TASK DESCRIPTION: Decide whether each statement below agrees with the patent claims on a blood sensor, answering yes or no and quoting the exact words of the claims that settle it. (a) In claim 7, the sensor is put in place by taping it to the skin adjacent the patient's mouth. (b) In claim 5, the receiver is positioned against the skin outside of the mouth. (c) In claim 9, the emitter is positioned on the base layer adjacent one end of it.

PROVIDED PASSAGE:

1. A method of sensing or measuring various characteristics of blood including the steps of:

providing a sensor including an emitter and a receiver coupled to external processing apparatus, the sensor having a generally elongated configuration designed to be formed into a generally U-shaped orientation;

positioning the sensor over the skin of a patient adjacent the patient's mouth with the emitter and receiver in an aligned orientation on opposite sides of the skin, one of the emitter and receiver against the skin outside of the mouth and the other of the receiver and the emitter against the skin on the inside of the mouth; and

using the sensor to sense or measure at least one selected characteristic of the blood of the patient.

2. A method as claimed in claim 1 wherein the step of providing a sensor includes providing a sensor with a generally elongated thin body designed to be formed into the generally U-shaped orientation.

3. A method as claimed in claim 2 wherein the step of providing the sensor with the generally elongated thin body designed to be formed into the generally U-shaped orientation includes providing a body including a thin formable base layer, a pliable padding material positioned on a surface of the formable base layer, and a smooth layer of material fixed to a surface of the pliable padding material.

4. A method as claimed in claim 1 wherein the step of providing a sensor includes providing a sensor constructed to form a spring clip and the step of positioning the sensor over the skin of the patient adjacent the patient's mouth includes grasping the skin of the patient adjacent the patient's mouth with the spring clip.

5. A method as claimed in claim 4 wherein the step of providing the sensor constructed to form a spring clip grasping the skin of a patient adjacent the patient's mouth and positioning the emitter and receiver aligned on opposite sides of the skin includes positioning the emitter against the skin outside of the mouth and the receiver against the skin on the inside of the mouth.

6. A method as claimed in claim 5 wherein the step of positioning the emitter and receiver in an aligned orientation on opposite sides of the skin includes applying a conductive material to the smooth layer of material overlying the emitter.

7. A method as claimed in claim 1 wherein the step of positioning the sensor over the skin of the patient adjacent the patient's mouth includes taping the sensor to the skin of the patient adjacent the patient's mouth.

8. A method of sensing or measuring various characteristics of blood including the steps of:

providing a sensor including an emitter and a receiver coupled to external processing apparatus, providing the sensor with a generally elongated thin body including a thin formable base layer, a pliable padding material positioned on a surface of the formable base layer, and a smooth layer of material fixed to a surface of the pliable padding material, the body being designed to be formed into a generally U-shaped orientation;

9. A blood sensor comprising:

a generally elongated thin body designed to be formed into a generally U-shaped orientation, the body including a thin formable base layer;

an emitter positioned on the base layer adjacent one end thereof and further positioned to emit outwardly generally away from the base layer;

a receiver positioned on the base layer adjacent an opposite end thereof and further positioned to receive emissions directed generally at the base layer; and

the elongated thin body designed to be positioned over the skin of a patient adjacent the patient's mouth in the generally U-shaped orientation, the emitter and the receiver being further positioned to be aligned in direct communication through the patient's skin with one of the emitter and receiver positioned outside the patient's mouth and the other of the receiver and the emitter inside the patient's mouth.

10. A blood sensor as claimed in claim 9 wherein the emitter and the receiver are connected to external circuitry for receiving actuation signals and for supplying information relative to at least one selected characteristic of blood of a patient.

11. A blood sensor as claimed in claim 9 wherein the body is constructed to form a spring clip designed to fit over the skin of a patient adjacent the patient's mouth and grasp the skin of the patient adjacent the patient's mouth with the spring clip.

EXTRACTED INFORMATION:

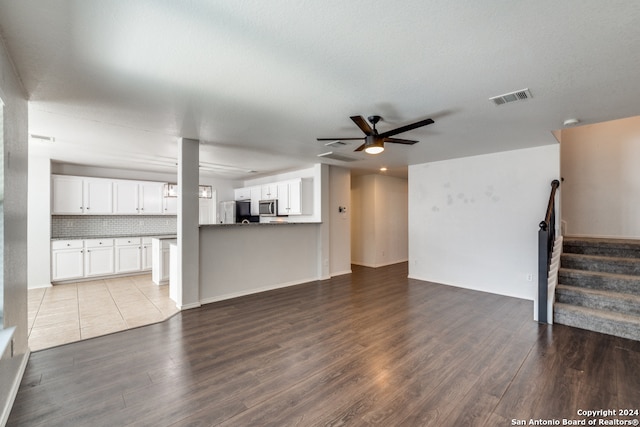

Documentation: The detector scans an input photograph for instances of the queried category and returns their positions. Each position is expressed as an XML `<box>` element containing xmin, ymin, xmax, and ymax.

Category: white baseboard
<box><xmin>200</xmin><ymin>277</ymin><xmax>322</xmax><ymax>304</ymax></box>
<box><xmin>176</xmin><ymin>302</ymin><xmax>202</xmax><ymax>310</ymax></box>
<box><xmin>351</xmin><ymin>259</ymin><xmax>409</xmax><ymax>268</ymax></box>
<box><xmin>0</xmin><ymin>350</ymin><xmax>31</xmax><ymax>427</ymax></box>
<box><xmin>330</xmin><ymin>269</ymin><xmax>352</xmax><ymax>280</ymax></box>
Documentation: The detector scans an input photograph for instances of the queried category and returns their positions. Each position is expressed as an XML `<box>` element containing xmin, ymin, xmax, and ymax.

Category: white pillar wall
<box><xmin>177</xmin><ymin>138</ymin><xmax>200</xmax><ymax>309</ymax></box>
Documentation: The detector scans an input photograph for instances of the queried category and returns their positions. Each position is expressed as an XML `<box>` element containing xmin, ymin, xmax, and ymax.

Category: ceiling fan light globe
<box><xmin>364</xmin><ymin>145</ymin><xmax>384</xmax><ymax>154</ymax></box>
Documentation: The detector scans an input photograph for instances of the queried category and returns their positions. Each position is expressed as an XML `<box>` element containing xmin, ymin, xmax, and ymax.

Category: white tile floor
<box><xmin>28</xmin><ymin>274</ymin><xmax>179</xmax><ymax>351</ymax></box>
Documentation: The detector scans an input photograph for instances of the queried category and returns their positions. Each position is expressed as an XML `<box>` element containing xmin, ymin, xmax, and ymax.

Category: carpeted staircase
<box><xmin>553</xmin><ymin>236</ymin><xmax>640</xmax><ymax>341</ymax></box>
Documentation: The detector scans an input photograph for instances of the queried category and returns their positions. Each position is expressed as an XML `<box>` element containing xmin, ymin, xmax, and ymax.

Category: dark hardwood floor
<box><xmin>8</xmin><ymin>263</ymin><xmax>640</xmax><ymax>427</ymax></box>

EXERCISE OUTPUT:
(a) Yes: "taping the sensor to the skin of the patient adjacent the patient's mouth"
(b) No: "positioning the emitter against the skin outside of the mouth and the receiver against the skin on the inside of the mouth"
(c) Yes: "an emitter positioned on the base layer adjacent one end thereof"